**Exercise details:** Lift out all lines below that contain "photography".

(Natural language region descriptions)
....................

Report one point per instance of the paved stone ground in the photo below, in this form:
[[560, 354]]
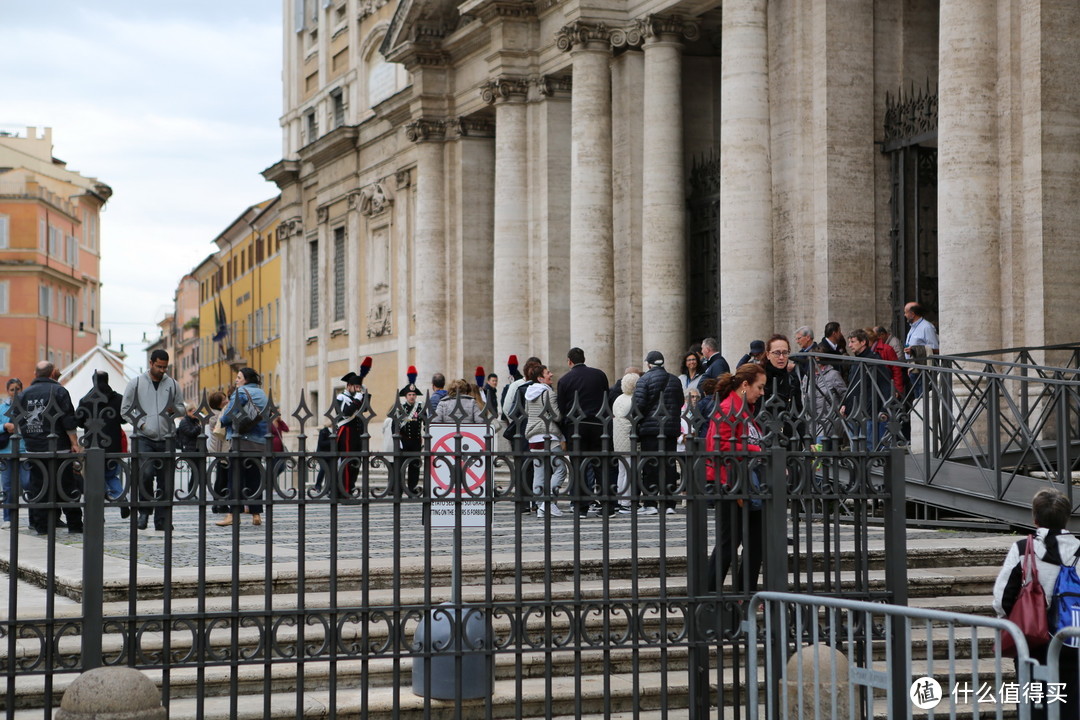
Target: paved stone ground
[[359, 528]]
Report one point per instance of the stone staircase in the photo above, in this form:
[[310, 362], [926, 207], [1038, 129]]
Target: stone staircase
[[946, 571]]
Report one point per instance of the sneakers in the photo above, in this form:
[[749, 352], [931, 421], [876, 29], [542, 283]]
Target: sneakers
[[551, 507]]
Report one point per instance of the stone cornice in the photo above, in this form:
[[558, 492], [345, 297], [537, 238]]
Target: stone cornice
[[469, 126], [367, 8], [283, 172], [372, 200], [675, 27], [581, 34], [554, 85], [291, 228], [426, 130], [504, 87], [331, 146], [672, 28]]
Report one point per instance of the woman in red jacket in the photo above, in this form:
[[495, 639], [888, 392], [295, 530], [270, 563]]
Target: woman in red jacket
[[732, 429]]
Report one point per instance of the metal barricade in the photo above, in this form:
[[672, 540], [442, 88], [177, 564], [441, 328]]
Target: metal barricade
[[829, 657]]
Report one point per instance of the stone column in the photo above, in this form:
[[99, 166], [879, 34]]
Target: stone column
[[663, 189], [592, 298], [968, 230], [511, 294], [628, 102], [745, 179], [429, 239]]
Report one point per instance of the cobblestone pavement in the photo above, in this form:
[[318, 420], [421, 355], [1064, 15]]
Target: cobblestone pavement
[[359, 528]]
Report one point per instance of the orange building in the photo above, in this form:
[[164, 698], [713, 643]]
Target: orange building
[[50, 256]]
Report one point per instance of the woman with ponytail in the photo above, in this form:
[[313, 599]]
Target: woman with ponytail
[[732, 429]]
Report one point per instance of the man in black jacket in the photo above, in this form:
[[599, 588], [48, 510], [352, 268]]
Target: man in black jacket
[[45, 411], [99, 413], [869, 388], [658, 397], [589, 386]]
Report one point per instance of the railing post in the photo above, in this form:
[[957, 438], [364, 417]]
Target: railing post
[[702, 603], [93, 553], [994, 431], [895, 574]]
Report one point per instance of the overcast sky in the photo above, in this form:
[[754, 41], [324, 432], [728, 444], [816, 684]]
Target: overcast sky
[[174, 105]]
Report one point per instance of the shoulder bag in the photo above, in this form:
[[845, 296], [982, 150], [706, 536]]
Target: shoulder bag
[[1029, 613]]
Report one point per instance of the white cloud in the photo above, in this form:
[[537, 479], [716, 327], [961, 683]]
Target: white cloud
[[173, 105]]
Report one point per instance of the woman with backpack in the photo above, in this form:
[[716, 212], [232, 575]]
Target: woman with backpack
[[1056, 552], [246, 430]]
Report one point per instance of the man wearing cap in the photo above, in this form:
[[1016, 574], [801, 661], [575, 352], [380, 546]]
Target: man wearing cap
[[588, 388], [713, 364], [756, 353], [351, 431], [410, 433], [48, 424], [152, 403], [658, 397]]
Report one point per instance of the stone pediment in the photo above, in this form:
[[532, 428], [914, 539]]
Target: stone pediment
[[417, 30]]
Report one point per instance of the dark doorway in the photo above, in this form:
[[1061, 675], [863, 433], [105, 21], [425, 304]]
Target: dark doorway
[[910, 141]]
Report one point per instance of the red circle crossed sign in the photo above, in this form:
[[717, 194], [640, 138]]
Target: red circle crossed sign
[[445, 445]]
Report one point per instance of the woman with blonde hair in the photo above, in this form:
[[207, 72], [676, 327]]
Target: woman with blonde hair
[[461, 405]]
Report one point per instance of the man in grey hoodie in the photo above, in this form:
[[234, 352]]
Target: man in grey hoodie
[[152, 402]]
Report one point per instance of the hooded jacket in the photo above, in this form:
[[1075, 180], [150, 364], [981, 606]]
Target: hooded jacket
[[656, 386], [157, 407], [541, 405]]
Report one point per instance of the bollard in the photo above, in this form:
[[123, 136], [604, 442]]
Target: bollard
[[435, 634], [111, 693], [811, 694]]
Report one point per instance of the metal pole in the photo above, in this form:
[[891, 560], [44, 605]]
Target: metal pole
[[93, 553], [895, 574]]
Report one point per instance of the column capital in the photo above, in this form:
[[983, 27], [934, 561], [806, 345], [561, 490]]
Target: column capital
[[504, 89], [469, 126], [426, 130], [582, 35]]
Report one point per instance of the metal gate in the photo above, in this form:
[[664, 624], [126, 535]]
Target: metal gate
[[910, 141]]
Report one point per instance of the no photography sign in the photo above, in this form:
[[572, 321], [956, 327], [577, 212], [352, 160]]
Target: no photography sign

....................

**Written response:**
Report one point per instance of the no photography sign in the photo above, in this form:
Target: no photography sign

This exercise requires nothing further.